* **Your instructions**:
Copy out every record precisely.

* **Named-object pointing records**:
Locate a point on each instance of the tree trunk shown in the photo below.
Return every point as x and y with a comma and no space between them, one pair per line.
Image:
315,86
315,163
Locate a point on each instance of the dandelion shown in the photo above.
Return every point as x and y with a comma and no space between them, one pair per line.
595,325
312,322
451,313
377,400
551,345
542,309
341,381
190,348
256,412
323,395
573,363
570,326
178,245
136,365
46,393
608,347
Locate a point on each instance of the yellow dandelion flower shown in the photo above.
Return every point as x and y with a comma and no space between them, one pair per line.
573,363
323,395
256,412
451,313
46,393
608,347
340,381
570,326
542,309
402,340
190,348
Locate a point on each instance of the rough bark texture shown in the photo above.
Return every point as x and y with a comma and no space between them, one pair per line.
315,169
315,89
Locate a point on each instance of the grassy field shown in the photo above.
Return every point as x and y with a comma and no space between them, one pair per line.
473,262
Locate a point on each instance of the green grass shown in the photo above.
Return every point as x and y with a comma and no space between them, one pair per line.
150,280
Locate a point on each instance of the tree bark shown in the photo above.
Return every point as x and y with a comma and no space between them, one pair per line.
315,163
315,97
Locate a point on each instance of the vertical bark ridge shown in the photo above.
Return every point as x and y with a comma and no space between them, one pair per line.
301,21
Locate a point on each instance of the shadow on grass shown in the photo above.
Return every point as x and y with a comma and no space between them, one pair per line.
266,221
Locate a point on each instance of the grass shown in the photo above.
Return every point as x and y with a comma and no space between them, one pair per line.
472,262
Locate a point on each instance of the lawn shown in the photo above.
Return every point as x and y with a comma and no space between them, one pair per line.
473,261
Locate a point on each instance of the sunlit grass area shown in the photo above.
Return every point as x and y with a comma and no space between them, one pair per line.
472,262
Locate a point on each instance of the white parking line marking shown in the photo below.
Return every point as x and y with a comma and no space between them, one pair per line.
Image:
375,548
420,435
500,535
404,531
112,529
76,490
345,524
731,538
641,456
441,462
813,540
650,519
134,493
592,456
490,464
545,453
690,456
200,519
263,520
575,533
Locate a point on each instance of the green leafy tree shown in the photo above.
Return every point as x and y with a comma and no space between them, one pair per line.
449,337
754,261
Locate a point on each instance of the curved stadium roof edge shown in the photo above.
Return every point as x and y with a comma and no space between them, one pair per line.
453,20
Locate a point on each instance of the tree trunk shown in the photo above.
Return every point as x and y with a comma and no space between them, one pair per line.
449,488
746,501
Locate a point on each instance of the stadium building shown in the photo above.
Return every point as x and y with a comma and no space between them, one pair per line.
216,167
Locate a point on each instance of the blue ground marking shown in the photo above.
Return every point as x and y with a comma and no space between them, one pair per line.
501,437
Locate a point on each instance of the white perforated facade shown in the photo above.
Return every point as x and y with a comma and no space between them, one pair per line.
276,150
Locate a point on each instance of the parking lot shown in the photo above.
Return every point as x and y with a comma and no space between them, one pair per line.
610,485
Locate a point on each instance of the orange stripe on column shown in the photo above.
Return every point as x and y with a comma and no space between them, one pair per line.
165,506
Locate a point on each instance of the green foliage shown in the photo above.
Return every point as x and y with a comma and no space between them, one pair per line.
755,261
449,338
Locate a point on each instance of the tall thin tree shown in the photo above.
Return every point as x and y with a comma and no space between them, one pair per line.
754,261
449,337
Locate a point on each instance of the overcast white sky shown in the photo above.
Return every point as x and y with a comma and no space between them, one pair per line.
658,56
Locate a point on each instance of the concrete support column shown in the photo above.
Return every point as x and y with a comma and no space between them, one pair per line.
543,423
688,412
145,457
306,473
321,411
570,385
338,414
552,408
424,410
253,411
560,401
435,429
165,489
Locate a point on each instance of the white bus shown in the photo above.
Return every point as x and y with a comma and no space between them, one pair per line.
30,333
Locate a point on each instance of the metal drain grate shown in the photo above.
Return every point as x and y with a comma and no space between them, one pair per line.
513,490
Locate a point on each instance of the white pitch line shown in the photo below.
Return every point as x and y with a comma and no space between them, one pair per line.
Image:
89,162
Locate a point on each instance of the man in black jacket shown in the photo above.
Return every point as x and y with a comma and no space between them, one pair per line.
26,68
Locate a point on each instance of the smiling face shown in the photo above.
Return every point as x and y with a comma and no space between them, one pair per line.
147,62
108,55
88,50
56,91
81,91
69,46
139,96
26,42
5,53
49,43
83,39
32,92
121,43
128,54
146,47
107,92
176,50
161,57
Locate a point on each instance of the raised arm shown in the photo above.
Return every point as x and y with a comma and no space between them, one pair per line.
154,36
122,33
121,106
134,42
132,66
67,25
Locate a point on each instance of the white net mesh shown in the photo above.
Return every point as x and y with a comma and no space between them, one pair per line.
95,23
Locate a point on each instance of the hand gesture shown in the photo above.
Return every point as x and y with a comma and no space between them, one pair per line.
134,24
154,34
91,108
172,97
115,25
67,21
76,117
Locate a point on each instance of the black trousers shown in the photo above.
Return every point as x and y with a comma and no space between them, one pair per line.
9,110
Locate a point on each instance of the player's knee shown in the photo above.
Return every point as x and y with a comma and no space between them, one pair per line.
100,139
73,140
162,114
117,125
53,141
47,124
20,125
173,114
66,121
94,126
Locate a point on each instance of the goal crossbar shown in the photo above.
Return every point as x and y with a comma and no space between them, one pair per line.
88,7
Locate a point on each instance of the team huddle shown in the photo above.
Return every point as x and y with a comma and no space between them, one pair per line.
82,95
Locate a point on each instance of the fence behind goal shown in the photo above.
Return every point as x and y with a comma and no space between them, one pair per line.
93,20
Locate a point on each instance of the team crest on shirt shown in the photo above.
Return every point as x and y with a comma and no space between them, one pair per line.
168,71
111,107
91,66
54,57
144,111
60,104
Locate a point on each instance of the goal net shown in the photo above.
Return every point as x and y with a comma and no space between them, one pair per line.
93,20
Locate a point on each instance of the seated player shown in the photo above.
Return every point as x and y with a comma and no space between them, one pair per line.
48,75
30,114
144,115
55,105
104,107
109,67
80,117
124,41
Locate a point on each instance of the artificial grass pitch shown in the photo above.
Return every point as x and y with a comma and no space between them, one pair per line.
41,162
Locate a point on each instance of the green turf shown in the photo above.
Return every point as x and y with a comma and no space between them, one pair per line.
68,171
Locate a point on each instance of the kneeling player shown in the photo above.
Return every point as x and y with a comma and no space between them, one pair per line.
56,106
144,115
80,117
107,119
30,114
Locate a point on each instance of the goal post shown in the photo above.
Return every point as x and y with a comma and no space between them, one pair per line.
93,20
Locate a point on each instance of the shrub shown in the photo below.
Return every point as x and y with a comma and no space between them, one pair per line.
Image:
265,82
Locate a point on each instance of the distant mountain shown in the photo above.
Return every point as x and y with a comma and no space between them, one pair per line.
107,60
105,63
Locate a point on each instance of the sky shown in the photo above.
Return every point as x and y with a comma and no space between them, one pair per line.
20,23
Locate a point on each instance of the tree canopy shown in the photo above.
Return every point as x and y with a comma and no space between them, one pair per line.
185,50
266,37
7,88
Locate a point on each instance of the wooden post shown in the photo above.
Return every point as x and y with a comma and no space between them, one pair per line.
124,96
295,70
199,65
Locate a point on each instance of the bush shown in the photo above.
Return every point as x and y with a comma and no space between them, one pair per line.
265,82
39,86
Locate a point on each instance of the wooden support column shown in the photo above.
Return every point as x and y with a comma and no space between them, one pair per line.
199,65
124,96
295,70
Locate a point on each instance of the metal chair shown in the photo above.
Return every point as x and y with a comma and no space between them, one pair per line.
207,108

* **Solution**:
Locate a point on each instance of the tree trunk shown in the photo below.
Return every point as x and y with a comma and no space between them, one pair per line.
Image:
315,86
315,163
Locate a point on each instance of the dandelion shown in the photo above.
Return every point as x and y with a comma and no space between them, one pair per line.
595,325
312,322
451,313
377,400
551,345
542,309
341,381
190,348
256,412
323,395
573,363
570,326
178,245
136,365
46,393
608,347
Locate a point on each instance of the yellow dandelion flower shown in the photo above.
Return every point as x and y with a comma and no space between them, one pair per line.
573,363
323,395
256,412
451,313
46,393
608,347
340,381
570,326
542,309
402,340
190,348
Locate a point on each instance of the rough bark texture shown in the photo above.
Return every point as x and y with a comma and no space between them, one pair per line.
315,169
315,89
Locate a point on each instance of the grassy field shown in the photo above.
Return every point as x and y with a comma and no space between them, one pair per line.
473,262
Locate a point on each instance of the green grass shown in the photo above.
Return every point as x and y with a comma and no space between them, one pair per line.
150,280
Locate a point on each instance of the tree bark shown in the photo above.
Return every point as x and y with a comma and no space between them, one pair per line.
315,163
315,97
Locate a point on each instance of the vertical bark ridge shown in the photo above.
Return every point as x and y with a comma and no space between them, one pair per line.
301,21
Locate a point on each instance of the shadow on grass shown in the photo above.
Return every point as x and y with a comma and no space between them, one pair per line.
266,221
Locate a point on each instance of the grass shown in the photo above.
Return every point as x and y with a comma and no space between them, one pair per line.
472,262
Locate a point on each instance of the lawn shown in the photo above.
Return every point as x and y with a comma and no space between them, one pair per line.
473,261
Locate a point on each instance of the sunlit grass area shown in the photo above.
Return every point as x and y with a comma and no space between them, one pair per line.
472,262
Locate a point on each instance of the white parking line marking shown in the photo below.
Return every point as x and y with a comma and no space between them, one pair per line.
Image:
375,548
420,435
500,535
404,531
112,529
76,490
345,524
731,538
641,456
441,462
813,540
650,519
134,493
592,456
490,464
545,453
690,456
200,519
263,520
575,533
Locate a point on each instance of the green leafy tree shown in the photo above.
Return every point as x and y with a comma and no space between them, one pair per line.
449,337
754,261
Locate a point on each instance of the curved stadium roof edge shown in the photo above.
Return every point as x and y with a comma and no space between them, one pair per line.
453,20
Locate a point on each instance of the tree trunk shown in the photo above.
Return every point as x and y with a comma and no space between them, one pair per line.
449,488
746,501
Locate a point on each instance of the stadium building shown in the photo above.
Return every point as x and y with a comma and no space between them, one pair per line.
216,167
Locate a point on each instance of the blue ground marking shown in the photo above.
Return every point as x and y with a comma and no space between them, one pair per line.
501,437
Locate a point on each instance of the white perforated facade shown in the photo above.
Return every point as x and y with a comma and no space between them, one pair per line.
276,150
Locate a point on each instance of the parking lot shown in the photo above.
Return every point as x and y with a comma and no space between them, one pair per line.
610,485
Locate a point on each instance of the orange stripe on column shown in the photo above.
Return every point as x and y with a comma and no space between them, one pair per line.
165,506
Locate a point on each instance of the green foliage shown in the photo above.
Return every point as x and y with a comma and no space between them, one pair per line.
755,261
449,338
Locate a point on each instance of the tall thin tree shown in the photo above.
Return every point as x and y with a comma and no space between them, one pair per line.
754,261
449,337
Locate a point on each instance of the overcast white sky shown in the photo above.
Return every point as x and y with a comma and no space between them, one pair per line.
658,56
Locate a point on each instance of the concrete support column shown in the photo above.
Return every point as x and y with a comma and no space between them, one pair per line.
543,423
688,412
145,457
306,473
321,411
570,385
338,414
552,408
424,410
253,411
560,401
435,429
165,489
Locate a point on each instance of the white bus shown in the photo above.
Return every point as x and y with a comma and no space between them, one pair per line.
30,333
Locate a point on each instance of the metal drain grate shown in the photo above.
Return every point as x and y with a comma and no space between them, one pair per line.
513,490
Locate a point on each instance of the white pitch line shown in the photo below.
Return every point as x and y with a comma and no space between them, one pair per line.
Image:
89,162
Locate a point on each instance of the man in black jacket shown in the photo above.
Return every point as x and y with a comma and no space between them, one pair per line.
26,68
Locate a point on each instance of the smiling face shown in the photo above.
Return every point as x and y with a comma and no space between them, one pair per line.
147,62
108,55
88,50
56,91
81,91
69,46
139,96
26,42
5,53
49,43
83,39
32,92
121,43
128,54
146,47
107,92
176,50
161,57
Locate a point on each instance of the raised arm shown in the photo above.
Return every point as x and y with a comma and no space between them, one pair per line.
154,36
122,33
121,106
134,42
132,66
67,25
Locate a point on each instance of the white net mesh shown in the photo above.
Return every point as x and y with a comma and no space between them, one pair per line.
95,23
Locate a point on each instance of the hand gesture shown in the photo above.
Return every point as x and y with a comma and no space between them, one pair per line.
134,24
154,34
91,108
172,97
115,25
67,21
76,117
Locate a point on each instance of the black trousers shown in the photo above.
Return every point as x and y with a comma and no space between them, one pair per line.
9,110
Locate a point on each instance of the player's knee shown in the photo above.
Return every point as x and y with a comma and no space between them, one pair per line.
100,139
73,140
162,114
117,125
53,141
47,124
20,125
173,114
66,121
94,126
Locate a point on each instance of the goal crossbar shown in the photo above.
Return every point as x and y with a comma and no space between them, one pair per line.
88,7
Locate a point on each instance of the team huddle shown in the photo above.
Return every point as x and y with a comma and no space between them, one pair per line.
82,95
Locate a point on each instance of the fence behind goal shown in the photo above.
Return every point as x and y with a comma and no space between them, one pair per line.
93,20
Locate a point on each instance of the team crest on shirt shown in the photo above.
Return every point as x and y with a comma and no space between them, one pair per line.
168,71
111,107
91,66
54,57
144,111
60,104
Locate a point on each instance of the goal net shown in the photo above.
Return every point as x and y with a comma and no space between them, one pair per line.
93,20
Locate a point on each instance of the seated player shown in the photo above.
Return every point as x and y with a comma and no space between them, one pair per line.
48,75
30,114
144,115
55,105
104,107
109,67
80,117
124,41
Locate a point on each instance of the artificial grass pitch shown in the photo above.
Return every point as x and y with a comma and no space between them, one pair per line.
41,162
Locate a point on each instance of the green turf shown in the photo above.
Return every point as x and y with a comma and no space between them, one pair per line.
68,171
Locate a point on each instance of the kneeling player shown in the photo above.
Return every point as x and y with a comma and no space between them, one pair per line.
56,106
144,115
80,117
107,119
30,114
Locate a point on each instance of the goal post shown in the photo above.
Return every point as x and y with a comma and no space between them, one pair per line.
93,20
Locate a point on each instance of the shrub shown in the photo below.
Return every point as x and y with a comma and no space between them, one pair per line.
Image:
265,82
Locate a point on each instance of the distant mountain shown in the photo above.
Return every point as x and y with a comma and no space between them, one pair per line.
107,60
105,63
Locate a point on each instance of the sky shown in the photo above.
Return every point as x and y with a comma and no space between them, one pair per line.
20,23
Locate a point on each instance of the tree canopy shown in the photo above.
Return every point as x and y with a comma and no space between them, one pair per line.
185,50
266,37
7,88
Locate a point on each instance of the wooden post shown in the photo above.
Return every point as x and y with a comma and no space between them, one pair per line.
124,96
295,70
199,65
Locate a point on each instance of the bush shown in the photo above.
Return every point as x and y with a comma and no space between them, one pair per line.
265,82
39,86
Locate a point on each instance of the wooden support column shown in the photo above.
Return every point as x and y with a comma and no space between them, one pair per line.
199,65
124,96
295,70
Locate a point on each instance of the metal chair shown in the photo above.
Return every point as x and y with a comma and no space between them, one pair per line.
207,108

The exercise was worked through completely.